Movimenti e aree politiche ebbero un po' di rifornimento energetico
grazie alla miniradicalizzazione giovanile che si verificò tra il 1985 e
il 1990. Nel 1985 scoppiò il movimento dei medi che lottavano contro il
degrado della scuola pubblica. Molti di loro li ritroveremo poi,
cresciuti, nelle proteste universitarie della Pantera, un movimento di
occupazione contro la privatizzazione che iniziò nel dicembre 1989, ma
che si era già esaurito nel marzo dell'anno successivo.
Come si vede dunque a metà del 1990 ci si trovava con i movimenti di
solidarietà stanchi e sconfitti, con una serie di apparati politici in
crisi e in via di "dismissione", con studenti in disarmo. Si
erano manifestati nuovi fenomeni di dissenso sindacale di massa (nel 1987
sorsero i comitati di base della scuola), ma certo nel 1990 non avevano
nemmeno un decimo della loro capacità di mobilitazione di due anni prima.
E' questo clima che spiega la ragione per cui un fatto senza precedenti
come l'entrata in guerra del nostro Paese, abbia suscitato reazioni tutto
sommato così deboli.
Il 2 agosto 1990 l'Iraq invase il Kuwait. Quattro giorni più tardi l'ONU
decise il blocco totale (embargo) nei confronti di quel Paese. Era la
premessa da parte degli USA per preparare e giustificare la guerra, di
cui aveva bisogno per riaffermare il dominio imperiale nella regione
strategica del petrolio. A favore dell'invio delle navi italiane votarono
anche il PCI (con l'esclusione della sua sinistra interna) e parte dei
Verdi. La residuale estrema sinistra era ovviamente contraria, ma molto
isolata nella sua richiesta di ritiro unilaterale delle navi italiane.

### Compiti da svolgere
**A)** Secondo il brano, in che giorno l'Iraq invase il Kuwait?
**B)** Trascrivi dal brano il passo che comincia con "Movimenti e aree" e prosegue fino a "due anni prima.".
Le voci qui sotto sono materiale a sé, distinto dal brano.

### Voci
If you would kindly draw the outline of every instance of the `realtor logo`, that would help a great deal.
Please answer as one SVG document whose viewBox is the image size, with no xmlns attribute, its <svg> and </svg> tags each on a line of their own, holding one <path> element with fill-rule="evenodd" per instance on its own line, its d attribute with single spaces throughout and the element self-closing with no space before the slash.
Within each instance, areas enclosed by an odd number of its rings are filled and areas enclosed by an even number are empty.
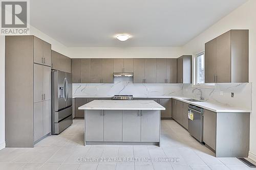
<svg viewBox="0 0 256 170">
<path fill-rule="evenodd" d="M 28 4 L 28 1 L 1 1 L 1 35 L 29 34 Z"/>
</svg>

### Risultati attesi
**A)** Il 2 agosto 1990.

**B)**
Movimenti e aree politiche ebbero un po' di rifornimento energetico
grazie alla miniradicalizzazione giovanile che si verificò tra il 1985 e
il 1990. Nel 1985 scoppiò il movimento dei medi che lottavano contro il
degrado della scuola pubblica. Molti di loro li ritroveremo poi,
cresciuti, nelle proteste universitarie della Pantera, un movimento di
occupazione contro la privatizzazione che iniziò nel dicembre 1989, ma
che si era già esaurito nel marzo dell'anno successivo.
Come si vede dunque a metà del 1990 ci si trovava con i movimenti di
solidarietà stanchi e sconfitti, con una serie di apparati politici in
crisi e in via di "dismissione", con studenti in disarmo. Si
erano manifestati nuovi fenomeni di dissenso sindacale di massa (nel 1987
sorsero i comitati di base della scuola), ma certo nel 1990 non avevano
nemmeno un decimo della loro capacità di mobilitazione di due anni prima.